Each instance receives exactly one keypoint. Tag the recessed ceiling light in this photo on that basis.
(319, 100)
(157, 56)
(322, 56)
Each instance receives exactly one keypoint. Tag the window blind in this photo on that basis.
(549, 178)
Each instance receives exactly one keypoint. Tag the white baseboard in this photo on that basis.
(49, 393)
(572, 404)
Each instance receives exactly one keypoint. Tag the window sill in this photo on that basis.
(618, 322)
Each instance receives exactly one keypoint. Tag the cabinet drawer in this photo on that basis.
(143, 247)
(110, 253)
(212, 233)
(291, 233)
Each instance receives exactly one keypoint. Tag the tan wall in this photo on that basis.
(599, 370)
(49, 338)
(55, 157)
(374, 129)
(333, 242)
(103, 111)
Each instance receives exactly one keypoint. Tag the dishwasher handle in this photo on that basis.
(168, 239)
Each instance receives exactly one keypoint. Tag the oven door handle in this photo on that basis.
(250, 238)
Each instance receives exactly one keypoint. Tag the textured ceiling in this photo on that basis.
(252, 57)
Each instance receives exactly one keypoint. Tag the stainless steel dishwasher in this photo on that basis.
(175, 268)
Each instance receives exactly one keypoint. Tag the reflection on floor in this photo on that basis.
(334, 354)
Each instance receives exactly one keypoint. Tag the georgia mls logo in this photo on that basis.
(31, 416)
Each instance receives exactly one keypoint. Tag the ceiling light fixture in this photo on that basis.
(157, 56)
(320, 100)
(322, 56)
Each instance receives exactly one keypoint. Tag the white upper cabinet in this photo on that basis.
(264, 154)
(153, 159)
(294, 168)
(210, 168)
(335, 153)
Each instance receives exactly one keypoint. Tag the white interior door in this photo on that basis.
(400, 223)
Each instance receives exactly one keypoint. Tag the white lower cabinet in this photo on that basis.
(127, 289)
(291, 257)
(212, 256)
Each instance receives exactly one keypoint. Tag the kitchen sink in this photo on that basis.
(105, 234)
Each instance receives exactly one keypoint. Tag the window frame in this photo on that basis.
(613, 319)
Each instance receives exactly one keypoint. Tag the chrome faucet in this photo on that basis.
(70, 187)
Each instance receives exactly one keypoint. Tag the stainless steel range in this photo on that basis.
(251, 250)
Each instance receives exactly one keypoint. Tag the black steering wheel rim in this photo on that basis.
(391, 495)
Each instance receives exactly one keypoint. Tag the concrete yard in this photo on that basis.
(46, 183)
◆ ◆ ◆ ◆ ◆
WORK TO DO:
Output the line that contains "Each instance receives exactly one keypoint. Tag the white upper", followed by every later line in the listing, with no line omitted and none added.

COMPLETED EXERCISE:
Each instance receives exactly one keypoint. Tag the white upper cabinet in this photo on that basis.
(264, 154)
(153, 159)
(294, 168)
(210, 168)
(335, 153)
Each instance receives exactly one keypoint. Tag the white interior door in this photo on that basis.
(400, 223)
Each instance receives exactly one keypoint. Tag the white lower cabinet in this photo on that basis.
(127, 289)
(291, 257)
(212, 256)
Each instance receives exactly one keypoint. Tag the kitchen sink in this photo on that basis.
(105, 234)
Each instance receives exactly one keypoint. Tag the window frame in this photo on that basis.
(613, 319)
Each instance receives exactly one keypoint. Tag the chrome faucet in this photo on that basis.
(70, 187)
Each instance receives exactly one keypoint. Tag the stainless steel range in this photo on that basis.
(251, 250)
Each instance receives exactly one keypoint. Tag the black steering wheel rim in this photo on that basis.
(391, 495)
Each instance receives exactly one keypoint. Tag the concrete yard in this photo on that basis.
(46, 183)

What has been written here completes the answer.